Duplicate the lines from the start of the records through the line that contains "positive clicks: (409, 287)", including both ends.
──────────
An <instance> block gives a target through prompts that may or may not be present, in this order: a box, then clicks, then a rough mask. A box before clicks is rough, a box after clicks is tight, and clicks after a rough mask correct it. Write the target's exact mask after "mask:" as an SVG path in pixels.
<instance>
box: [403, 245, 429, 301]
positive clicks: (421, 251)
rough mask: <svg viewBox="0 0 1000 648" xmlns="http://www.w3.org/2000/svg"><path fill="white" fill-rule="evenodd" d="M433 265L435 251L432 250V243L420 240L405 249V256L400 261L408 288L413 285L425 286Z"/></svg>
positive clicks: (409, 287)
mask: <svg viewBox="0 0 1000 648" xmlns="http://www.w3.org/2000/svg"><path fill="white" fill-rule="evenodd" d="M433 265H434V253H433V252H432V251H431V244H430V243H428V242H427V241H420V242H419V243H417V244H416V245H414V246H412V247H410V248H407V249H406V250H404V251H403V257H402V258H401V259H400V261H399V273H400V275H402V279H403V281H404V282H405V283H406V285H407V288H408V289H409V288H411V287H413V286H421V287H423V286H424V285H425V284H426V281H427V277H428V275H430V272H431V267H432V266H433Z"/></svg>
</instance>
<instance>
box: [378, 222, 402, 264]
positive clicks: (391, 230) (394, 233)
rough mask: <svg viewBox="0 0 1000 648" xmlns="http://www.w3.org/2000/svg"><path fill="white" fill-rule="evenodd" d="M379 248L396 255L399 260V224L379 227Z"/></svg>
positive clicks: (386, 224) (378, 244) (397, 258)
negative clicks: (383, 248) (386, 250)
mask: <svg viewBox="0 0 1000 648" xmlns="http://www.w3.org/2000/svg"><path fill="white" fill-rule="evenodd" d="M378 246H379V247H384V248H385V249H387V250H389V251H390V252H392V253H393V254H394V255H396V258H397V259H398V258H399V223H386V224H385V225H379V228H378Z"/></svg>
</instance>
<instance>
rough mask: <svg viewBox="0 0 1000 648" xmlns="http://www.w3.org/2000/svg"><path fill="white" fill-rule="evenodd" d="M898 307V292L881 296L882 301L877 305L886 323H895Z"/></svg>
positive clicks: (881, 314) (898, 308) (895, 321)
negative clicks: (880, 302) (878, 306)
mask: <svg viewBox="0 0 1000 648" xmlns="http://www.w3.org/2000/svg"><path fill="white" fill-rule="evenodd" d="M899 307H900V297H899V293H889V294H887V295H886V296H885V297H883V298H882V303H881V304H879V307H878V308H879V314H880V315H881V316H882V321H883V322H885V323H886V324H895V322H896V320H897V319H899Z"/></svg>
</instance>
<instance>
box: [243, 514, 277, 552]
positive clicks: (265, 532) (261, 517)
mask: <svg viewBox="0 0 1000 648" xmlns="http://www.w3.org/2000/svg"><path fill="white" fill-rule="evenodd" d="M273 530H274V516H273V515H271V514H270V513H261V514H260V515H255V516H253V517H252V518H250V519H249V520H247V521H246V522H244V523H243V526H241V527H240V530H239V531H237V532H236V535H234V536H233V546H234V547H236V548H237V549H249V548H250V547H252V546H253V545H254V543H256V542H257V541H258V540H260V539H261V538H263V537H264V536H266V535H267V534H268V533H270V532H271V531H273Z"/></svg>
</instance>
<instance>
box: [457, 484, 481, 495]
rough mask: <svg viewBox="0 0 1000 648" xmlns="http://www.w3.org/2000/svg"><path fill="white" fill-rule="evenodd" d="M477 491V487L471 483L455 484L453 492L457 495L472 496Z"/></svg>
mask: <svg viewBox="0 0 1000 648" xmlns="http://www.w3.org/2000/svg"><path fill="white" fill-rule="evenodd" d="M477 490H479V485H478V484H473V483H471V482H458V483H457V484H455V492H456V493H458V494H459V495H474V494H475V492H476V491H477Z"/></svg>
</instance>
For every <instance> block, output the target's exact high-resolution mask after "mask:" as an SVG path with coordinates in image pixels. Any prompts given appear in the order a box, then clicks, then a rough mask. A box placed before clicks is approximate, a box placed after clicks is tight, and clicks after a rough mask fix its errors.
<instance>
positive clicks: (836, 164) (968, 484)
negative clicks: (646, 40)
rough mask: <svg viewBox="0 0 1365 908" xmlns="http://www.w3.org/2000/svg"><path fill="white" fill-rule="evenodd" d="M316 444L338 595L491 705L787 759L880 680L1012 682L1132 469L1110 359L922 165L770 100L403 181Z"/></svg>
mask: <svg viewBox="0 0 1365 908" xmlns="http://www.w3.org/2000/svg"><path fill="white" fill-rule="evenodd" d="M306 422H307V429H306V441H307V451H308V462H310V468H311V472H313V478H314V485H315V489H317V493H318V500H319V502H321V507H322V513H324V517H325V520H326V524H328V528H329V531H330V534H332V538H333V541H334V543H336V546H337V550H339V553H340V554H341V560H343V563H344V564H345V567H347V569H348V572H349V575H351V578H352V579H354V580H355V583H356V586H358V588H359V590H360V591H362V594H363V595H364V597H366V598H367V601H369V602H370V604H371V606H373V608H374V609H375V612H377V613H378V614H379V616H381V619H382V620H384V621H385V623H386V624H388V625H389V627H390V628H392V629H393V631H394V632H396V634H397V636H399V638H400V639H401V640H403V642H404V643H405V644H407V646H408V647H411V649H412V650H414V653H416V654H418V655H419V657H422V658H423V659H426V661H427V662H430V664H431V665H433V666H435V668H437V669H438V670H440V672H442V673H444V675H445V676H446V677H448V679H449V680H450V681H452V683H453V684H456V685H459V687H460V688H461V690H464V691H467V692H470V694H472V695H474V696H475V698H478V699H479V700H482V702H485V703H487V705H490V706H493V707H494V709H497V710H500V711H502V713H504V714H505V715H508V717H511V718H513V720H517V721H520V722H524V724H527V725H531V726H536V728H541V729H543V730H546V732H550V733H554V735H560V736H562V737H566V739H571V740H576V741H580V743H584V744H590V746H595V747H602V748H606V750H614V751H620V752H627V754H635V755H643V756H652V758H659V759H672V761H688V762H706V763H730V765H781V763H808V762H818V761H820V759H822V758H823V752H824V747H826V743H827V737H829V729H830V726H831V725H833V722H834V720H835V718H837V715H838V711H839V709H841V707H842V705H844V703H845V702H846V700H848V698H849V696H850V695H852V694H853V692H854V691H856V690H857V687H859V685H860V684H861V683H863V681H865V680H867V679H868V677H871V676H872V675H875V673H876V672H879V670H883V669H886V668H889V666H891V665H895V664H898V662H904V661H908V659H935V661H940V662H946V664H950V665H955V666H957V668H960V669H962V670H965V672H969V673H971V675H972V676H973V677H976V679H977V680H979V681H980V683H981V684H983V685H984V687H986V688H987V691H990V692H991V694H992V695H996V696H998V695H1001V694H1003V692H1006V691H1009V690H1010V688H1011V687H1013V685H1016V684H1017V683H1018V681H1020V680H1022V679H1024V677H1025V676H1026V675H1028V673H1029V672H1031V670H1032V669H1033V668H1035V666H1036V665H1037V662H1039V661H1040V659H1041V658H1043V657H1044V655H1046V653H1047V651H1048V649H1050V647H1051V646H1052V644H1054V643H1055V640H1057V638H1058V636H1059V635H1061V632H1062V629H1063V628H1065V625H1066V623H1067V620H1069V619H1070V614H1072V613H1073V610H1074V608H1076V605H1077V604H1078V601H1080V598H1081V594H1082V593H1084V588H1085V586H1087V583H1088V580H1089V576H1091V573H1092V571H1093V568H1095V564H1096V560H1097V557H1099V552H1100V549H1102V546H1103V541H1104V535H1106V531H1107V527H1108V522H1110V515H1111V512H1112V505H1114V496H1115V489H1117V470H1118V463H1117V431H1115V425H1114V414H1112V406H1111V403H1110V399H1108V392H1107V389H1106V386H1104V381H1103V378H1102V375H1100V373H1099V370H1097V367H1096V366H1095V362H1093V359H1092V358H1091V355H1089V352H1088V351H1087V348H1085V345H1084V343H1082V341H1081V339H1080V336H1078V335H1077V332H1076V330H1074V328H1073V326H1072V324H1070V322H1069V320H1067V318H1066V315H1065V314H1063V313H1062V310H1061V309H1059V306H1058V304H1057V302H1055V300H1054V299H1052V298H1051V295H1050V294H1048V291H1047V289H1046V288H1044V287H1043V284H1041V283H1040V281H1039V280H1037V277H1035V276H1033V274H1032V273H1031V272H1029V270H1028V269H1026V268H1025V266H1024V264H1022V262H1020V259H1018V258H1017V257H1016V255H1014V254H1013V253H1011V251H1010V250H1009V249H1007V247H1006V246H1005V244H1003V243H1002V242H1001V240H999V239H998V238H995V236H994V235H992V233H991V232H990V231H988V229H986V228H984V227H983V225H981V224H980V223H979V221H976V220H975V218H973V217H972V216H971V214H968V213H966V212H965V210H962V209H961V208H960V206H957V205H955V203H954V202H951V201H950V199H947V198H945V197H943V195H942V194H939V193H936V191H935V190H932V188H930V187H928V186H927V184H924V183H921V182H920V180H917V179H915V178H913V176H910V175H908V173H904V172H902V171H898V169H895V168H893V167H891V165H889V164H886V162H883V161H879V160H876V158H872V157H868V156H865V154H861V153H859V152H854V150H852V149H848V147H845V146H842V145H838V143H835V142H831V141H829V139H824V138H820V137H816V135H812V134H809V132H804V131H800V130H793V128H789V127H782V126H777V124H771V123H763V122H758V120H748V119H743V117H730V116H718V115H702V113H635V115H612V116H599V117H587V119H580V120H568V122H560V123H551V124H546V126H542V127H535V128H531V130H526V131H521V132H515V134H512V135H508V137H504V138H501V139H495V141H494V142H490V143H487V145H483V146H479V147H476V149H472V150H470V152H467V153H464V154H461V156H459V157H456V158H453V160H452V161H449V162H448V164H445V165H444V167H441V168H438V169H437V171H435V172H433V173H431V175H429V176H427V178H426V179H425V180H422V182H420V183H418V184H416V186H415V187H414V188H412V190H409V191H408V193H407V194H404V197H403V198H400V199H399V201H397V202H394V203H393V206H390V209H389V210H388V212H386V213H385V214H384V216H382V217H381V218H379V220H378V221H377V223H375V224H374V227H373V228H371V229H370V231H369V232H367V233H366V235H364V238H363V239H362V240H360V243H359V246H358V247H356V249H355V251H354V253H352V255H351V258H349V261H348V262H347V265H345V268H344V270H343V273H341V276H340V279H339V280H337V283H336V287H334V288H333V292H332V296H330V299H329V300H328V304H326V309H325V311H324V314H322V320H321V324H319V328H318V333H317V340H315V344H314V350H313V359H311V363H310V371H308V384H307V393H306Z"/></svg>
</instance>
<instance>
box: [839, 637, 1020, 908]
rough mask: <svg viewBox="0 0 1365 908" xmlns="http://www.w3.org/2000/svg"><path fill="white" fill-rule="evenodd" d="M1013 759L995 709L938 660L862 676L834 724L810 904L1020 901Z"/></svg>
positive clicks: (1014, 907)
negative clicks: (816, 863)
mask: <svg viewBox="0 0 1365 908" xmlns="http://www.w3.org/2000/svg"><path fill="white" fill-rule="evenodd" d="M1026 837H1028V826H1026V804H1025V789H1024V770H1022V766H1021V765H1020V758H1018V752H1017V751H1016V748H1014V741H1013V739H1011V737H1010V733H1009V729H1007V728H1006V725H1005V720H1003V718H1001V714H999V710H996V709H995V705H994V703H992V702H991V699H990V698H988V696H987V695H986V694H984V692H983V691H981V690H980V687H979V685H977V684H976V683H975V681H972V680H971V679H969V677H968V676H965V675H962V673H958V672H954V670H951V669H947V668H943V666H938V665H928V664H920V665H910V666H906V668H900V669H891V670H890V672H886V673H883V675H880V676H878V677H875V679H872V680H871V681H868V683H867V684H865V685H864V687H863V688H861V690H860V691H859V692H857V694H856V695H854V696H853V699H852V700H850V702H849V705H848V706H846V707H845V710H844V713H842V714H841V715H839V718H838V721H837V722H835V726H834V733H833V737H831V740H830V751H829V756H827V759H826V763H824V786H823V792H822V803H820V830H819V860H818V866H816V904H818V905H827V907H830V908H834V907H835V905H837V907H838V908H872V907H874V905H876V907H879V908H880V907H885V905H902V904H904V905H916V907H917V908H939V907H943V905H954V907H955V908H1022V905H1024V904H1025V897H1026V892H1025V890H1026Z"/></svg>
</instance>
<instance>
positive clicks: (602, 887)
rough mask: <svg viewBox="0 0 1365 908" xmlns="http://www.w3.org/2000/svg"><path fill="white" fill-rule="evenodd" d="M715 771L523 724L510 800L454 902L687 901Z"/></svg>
──────────
[Task solution]
An <instance> block gives a target through prompts that may or may not be present, in this order: a box, then clicks, then a rough mask. A box before clicks is rough, a box after clicks is tight, and clicks after a rough mask correct it. Write the target's exact mask after "mask:" as an SVG path in pixels.
<instance>
box: [403, 245, 429, 301]
positive clicks: (421, 251)
rough mask: <svg viewBox="0 0 1000 648" xmlns="http://www.w3.org/2000/svg"><path fill="white" fill-rule="evenodd" d="M433 265L435 251L432 250V243L420 240L405 249V256L400 261L408 288L413 285L425 286Z"/></svg>
positive clicks: (409, 287)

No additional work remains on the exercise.